If an entry holds a picture, leave that picture out. Give everything else again exactly.

***** Provided information

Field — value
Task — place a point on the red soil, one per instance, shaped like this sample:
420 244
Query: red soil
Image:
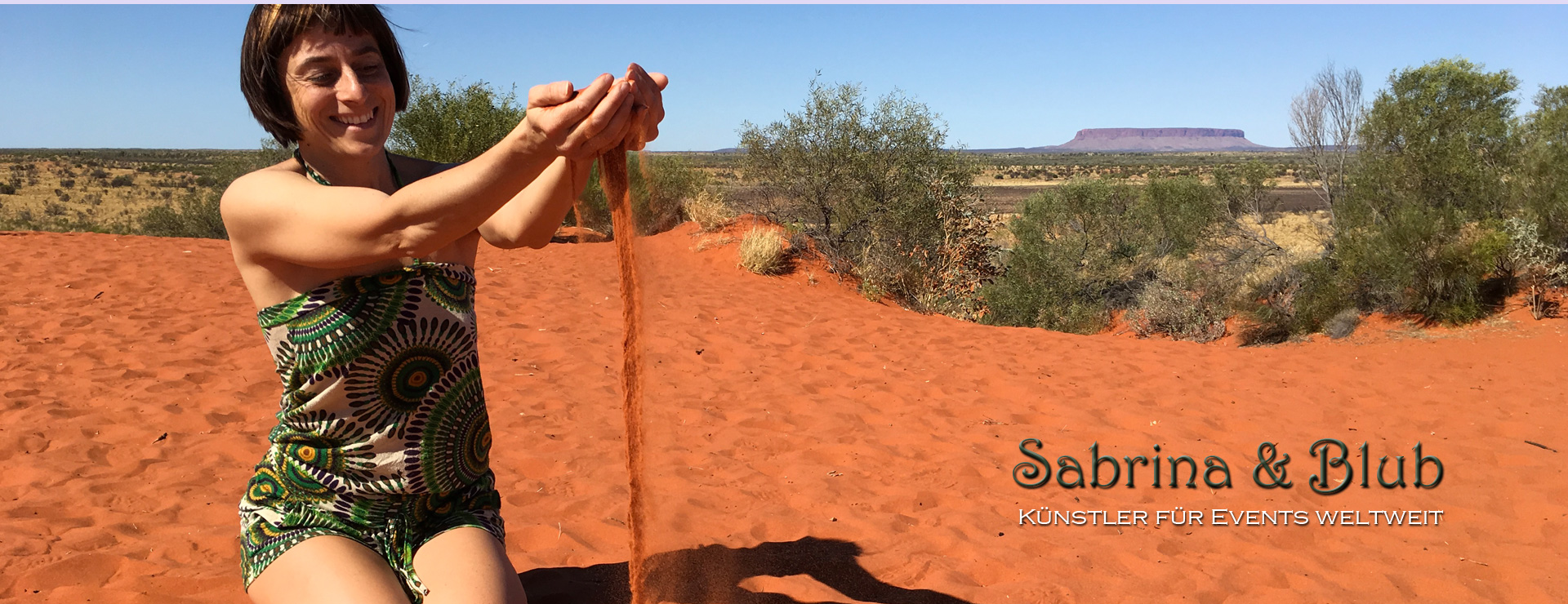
789 413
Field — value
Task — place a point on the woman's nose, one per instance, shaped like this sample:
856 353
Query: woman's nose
350 88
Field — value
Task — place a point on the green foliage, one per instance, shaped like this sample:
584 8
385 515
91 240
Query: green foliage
1544 176
198 214
657 193
1441 135
453 124
1090 246
1183 303
879 193
1421 231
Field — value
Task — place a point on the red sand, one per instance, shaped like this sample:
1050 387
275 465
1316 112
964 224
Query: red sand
778 411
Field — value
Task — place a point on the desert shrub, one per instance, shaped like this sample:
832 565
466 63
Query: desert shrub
1542 185
1534 262
657 193
1297 300
455 122
1075 251
1092 246
709 211
1421 261
1343 323
1181 306
1245 190
879 193
763 251
1421 228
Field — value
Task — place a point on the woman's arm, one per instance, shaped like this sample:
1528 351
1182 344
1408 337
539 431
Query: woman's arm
530 217
278 214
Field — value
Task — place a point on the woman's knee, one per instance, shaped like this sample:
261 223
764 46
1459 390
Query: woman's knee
468 565
323 570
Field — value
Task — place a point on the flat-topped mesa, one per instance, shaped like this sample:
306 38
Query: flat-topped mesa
1157 140
1089 134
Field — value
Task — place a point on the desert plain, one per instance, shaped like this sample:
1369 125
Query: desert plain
804 444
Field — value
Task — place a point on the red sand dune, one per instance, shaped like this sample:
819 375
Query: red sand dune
821 446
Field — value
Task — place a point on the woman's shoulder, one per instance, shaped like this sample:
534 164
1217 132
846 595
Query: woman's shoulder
417 168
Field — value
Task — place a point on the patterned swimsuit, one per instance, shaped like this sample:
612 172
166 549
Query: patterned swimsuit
383 435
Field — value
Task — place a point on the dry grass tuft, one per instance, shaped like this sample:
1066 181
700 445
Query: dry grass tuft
714 242
763 251
709 211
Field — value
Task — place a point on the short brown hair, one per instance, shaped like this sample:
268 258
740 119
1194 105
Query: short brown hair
274 27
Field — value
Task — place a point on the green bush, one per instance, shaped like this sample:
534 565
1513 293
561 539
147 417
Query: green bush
1544 176
1092 246
1298 300
657 193
453 124
1421 229
879 193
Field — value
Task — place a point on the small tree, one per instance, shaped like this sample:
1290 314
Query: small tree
453 124
1419 234
1544 176
877 190
1325 120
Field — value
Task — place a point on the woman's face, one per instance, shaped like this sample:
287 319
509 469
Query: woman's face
341 91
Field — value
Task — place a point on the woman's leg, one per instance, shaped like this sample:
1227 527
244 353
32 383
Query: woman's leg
468 565
328 570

**********

Result.
Field — value
Task — place a point on the red soil, one per instance, shaped like this sample:
420 244
Query: red soil
Image:
789 413
Field — value
Task — place a point on the woman's nose, one per instance, shaped like this sample:
856 353
Query: woman's nose
350 88
Field — value
Task — place a point on the green foliage, one per instance, shaped like this sample:
584 8
385 515
91 240
Query: green foliage
1544 176
198 214
657 193
1441 135
453 124
1090 246
1183 303
879 193
1421 231
Field — value
Task — place a point on the red sand, one per instance, shaped like this sample:
1050 387
275 465
1316 112
964 224
Query: red sand
778 411
Field — value
Task — place a point on the desert shrub, one per instance, shaped like this sample:
832 565
466 63
Query: desert shrub
1542 185
1534 262
657 193
1297 300
455 122
1075 251
1092 246
709 211
1421 261
1343 323
1181 306
1245 190
879 193
763 251
1421 228
Field — value
Task — place a point on the woman's arm, one per instance, shaped like this sample:
1528 351
1182 344
1408 337
539 431
Query: woman's arm
530 217
278 214
Field — value
Task — place a point on the woman's knee, one per instance, shaped like this sample:
261 223
764 46
1459 390
Query: woman's knee
468 565
323 570
Field — value
Task — place a point on the flat-topped mesa, one per instance, shaped like this sample:
306 38
Query: flat-topped mesa
1157 140
1089 134
Field — value
Task — place a point on the desert plain, one per instance, shaped like this sample:
1369 125
Query: desert plain
804 444
Field — value
Task — place a point on the red sand dune, one per instance, shaped like this sample:
819 375
Query: red sand dune
821 446
Field — value
Task — place a point on the woman's shoulder, one per instance, shaped like this sample:
534 164
1217 132
846 595
Query: woman's shoulder
417 168
Field — value
Task — place a point on the patterned swimsuit, one per instance, shaped like this sample:
612 172
166 549
Query: patterned swimsuit
383 435
Field — value
Task — place a point on the dry grass tuft, one per instance, shaped like this sample:
1066 181
700 445
Query: dry grass tuft
714 242
763 251
709 211
Field — value
Task — place a point on the short brown hair, one per instance, shaped like this sample:
268 258
740 119
1194 105
Query: short brown hair
274 27
Field — value
Task — place a point on the green bush, one per instance, shaped like this sample:
534 565
1513 293
561 539
147 417
Query: green bush
1544 176
1092 246
1298 300
657 193
453 124
1421 229
879 193
Field — value
Task — place a point on the small tree, one per instance, shaped like this sample:
1290 314
Query: small tree
453 124
1419 234
1544 176
877 190
1325 120
Field — value
Task — place a point on the woman's face, one per instance, shaped like this sample:
287 319
509 469
Query: woman's face
341 91
Field — value
Task — place a point on the woman's leg, one per instance, shaped like this sample:
1227 527
244 353
32 383
Query: woman's leg
468 565
328 570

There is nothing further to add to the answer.